Set task a: In the passage on Pool-unet, which components make up the network?

Text block:
[start]
We will present our methodology in Sect. 2 and our experimental results and analyze the results in Sect. 3 and give the conclusion of this study in Sect. 5.

Page top

2. Methods

First, we will introduce the design structure of each part of Pool-unet in detail, as shown in Fig. 2. Then, we will introduce the Multi-task mask training method, as shown in Fig. 4.

2.1 Structural Design of Pool-Unet

Fig. 2 Pool-unet structure diagram.

The overall network architecture of Pool-unet proposed in this paper is shown in Fig. 2. Pool-unet is a network of the encoder, decoder, bottleneck, and skip connections. The basic building blocks of Pool-unet are called Pool-former blocks. The combination of the encoder and bottleneck layer forms a hierarchical structure with four stages. Suppose the shape of the input image is \(H \times W \times C\). In the \(i\)th stage, the patch embedding layer will convert the input image into a feature map of \(\frac{H}{\text{stride}_i} \times \frac{W}{\text { stride }_i} \times C_i,(\text{stride}_i=[4,2,2,2], C_i=[64,128,256,512])\) through convolution and normalization. We will discuss the effect of different embedding dims on the model performance in Sect. 3.4. Phase \([4,2,2,2]\) has \([2,2,6,2]\) Pool-former blocks. Subsequently, the feature map will be fed into Pool-former Blocks for feature extraction. Inspired by Swin-unet, we designed a decoder symmetric to the encoder based on Pool-former blocks. In the decoder section, we use three skip connections at 1/4 resolution, 1/8 resolution, and 1/16 resolution. This approach can fuse contextual features with multi-scale features from the encoder, thus compensating for the spatial information lost during the down-sampling process. In this way, we can better integrate feature information at different scales to achieve better image segmentation. In addition, a patch-expanding layer is designed in the decoder for up-sampling. Patch expanding expands the length and width of the input feature image by a factor of two and changes the feature dimensions to the dimensions required by the next layer of Pool-former blocks. After that, a patch expanding layer is utilized for 4-fold up-sampling to restore the resolution to that of the input image (\(H \times W\)). Finally, a linear projection layer is utilized for pixel-level prediction of the feature maps obtained from the up-sampling.
[end]
Set task b: Count the lines of the entries that contain the string "hide", with case counting. How many are there? Give only the number.

Input:
[start]
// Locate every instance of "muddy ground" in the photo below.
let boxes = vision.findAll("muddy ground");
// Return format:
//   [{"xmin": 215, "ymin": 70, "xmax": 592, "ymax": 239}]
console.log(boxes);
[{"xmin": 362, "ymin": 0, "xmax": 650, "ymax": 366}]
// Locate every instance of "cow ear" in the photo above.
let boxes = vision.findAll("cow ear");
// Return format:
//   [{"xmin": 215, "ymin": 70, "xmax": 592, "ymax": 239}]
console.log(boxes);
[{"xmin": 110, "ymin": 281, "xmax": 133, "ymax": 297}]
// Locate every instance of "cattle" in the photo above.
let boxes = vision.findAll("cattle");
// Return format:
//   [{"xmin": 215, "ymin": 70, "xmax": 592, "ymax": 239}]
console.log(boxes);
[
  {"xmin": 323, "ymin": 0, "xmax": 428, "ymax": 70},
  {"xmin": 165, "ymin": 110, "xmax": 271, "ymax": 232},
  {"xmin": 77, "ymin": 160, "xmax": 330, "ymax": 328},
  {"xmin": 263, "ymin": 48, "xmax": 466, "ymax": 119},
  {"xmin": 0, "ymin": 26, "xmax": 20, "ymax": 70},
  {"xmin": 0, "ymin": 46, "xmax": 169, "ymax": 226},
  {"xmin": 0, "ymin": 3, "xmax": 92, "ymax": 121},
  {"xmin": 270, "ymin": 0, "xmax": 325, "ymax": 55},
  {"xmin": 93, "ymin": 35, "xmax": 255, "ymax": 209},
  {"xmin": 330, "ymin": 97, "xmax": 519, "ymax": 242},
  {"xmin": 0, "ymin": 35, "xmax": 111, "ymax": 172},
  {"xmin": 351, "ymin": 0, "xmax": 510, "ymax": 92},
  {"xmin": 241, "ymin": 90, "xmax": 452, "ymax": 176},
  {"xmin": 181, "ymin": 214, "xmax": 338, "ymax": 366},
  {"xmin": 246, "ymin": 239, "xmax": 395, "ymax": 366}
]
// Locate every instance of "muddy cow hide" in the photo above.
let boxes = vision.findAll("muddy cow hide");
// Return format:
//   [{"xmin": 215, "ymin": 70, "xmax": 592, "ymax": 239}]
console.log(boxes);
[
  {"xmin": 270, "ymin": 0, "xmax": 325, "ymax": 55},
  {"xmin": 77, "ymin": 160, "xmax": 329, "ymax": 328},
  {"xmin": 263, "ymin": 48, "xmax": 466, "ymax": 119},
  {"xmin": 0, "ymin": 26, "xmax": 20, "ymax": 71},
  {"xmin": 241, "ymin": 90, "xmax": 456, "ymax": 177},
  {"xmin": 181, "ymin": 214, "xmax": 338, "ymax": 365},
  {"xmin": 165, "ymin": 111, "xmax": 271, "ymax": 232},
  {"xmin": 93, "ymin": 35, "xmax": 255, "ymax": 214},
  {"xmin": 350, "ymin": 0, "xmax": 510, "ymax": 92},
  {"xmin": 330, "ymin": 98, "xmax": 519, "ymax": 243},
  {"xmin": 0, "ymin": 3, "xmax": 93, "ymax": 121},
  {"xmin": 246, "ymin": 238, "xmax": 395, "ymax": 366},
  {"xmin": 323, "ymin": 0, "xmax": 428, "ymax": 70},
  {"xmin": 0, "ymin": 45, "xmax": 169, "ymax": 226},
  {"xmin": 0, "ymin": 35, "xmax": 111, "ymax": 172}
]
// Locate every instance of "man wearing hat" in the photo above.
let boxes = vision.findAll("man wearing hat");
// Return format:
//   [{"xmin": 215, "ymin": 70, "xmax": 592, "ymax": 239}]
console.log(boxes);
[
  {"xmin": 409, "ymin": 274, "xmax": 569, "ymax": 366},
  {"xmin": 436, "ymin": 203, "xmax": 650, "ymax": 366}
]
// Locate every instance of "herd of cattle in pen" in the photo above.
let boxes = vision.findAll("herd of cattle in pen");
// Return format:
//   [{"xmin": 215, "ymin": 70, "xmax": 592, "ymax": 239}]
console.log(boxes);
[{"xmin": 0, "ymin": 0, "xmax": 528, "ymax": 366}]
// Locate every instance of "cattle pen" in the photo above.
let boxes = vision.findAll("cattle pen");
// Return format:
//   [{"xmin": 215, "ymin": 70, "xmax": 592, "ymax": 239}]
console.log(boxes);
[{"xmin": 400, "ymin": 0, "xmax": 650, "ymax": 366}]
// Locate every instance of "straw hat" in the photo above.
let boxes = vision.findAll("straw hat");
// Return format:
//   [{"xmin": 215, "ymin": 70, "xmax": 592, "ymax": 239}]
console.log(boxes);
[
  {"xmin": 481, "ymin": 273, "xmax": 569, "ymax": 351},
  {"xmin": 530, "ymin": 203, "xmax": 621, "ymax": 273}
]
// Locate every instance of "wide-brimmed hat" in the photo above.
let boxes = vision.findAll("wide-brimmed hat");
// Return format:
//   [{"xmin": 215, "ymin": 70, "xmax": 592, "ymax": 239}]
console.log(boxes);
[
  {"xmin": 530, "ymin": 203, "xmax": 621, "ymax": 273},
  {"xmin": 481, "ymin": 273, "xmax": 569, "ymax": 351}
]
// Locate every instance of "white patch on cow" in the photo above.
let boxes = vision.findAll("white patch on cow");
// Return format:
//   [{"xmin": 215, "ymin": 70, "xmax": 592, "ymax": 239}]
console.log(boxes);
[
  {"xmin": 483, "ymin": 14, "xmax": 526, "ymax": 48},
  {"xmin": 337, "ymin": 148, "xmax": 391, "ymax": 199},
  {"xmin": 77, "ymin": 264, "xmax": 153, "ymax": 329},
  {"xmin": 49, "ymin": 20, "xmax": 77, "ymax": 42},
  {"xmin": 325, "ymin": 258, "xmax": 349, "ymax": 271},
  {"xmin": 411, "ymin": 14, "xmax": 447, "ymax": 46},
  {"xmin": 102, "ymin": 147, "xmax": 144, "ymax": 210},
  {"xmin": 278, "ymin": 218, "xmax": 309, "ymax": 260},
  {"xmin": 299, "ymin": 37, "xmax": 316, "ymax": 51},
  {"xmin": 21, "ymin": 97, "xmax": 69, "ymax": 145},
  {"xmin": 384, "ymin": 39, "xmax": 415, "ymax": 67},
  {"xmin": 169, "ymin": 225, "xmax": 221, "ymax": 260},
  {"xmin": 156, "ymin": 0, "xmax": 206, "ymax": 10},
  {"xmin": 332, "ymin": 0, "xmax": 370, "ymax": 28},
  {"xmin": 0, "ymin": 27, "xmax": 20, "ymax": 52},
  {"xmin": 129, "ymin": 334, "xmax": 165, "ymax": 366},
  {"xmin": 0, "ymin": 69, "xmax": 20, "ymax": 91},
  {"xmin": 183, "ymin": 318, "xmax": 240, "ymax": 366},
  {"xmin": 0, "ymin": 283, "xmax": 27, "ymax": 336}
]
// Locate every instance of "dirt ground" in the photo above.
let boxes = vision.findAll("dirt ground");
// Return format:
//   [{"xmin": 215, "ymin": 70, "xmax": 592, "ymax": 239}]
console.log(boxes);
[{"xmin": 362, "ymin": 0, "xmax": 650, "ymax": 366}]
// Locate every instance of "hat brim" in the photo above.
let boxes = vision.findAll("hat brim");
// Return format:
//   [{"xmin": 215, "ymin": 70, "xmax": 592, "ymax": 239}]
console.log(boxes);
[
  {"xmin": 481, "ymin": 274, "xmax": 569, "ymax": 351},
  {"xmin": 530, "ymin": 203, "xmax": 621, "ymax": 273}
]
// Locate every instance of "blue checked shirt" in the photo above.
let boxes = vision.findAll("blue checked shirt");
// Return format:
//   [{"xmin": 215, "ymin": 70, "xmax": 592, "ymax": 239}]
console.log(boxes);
[end]
Reply a: Encoder, decoder, bottleneck, skip connections

Reply b: 2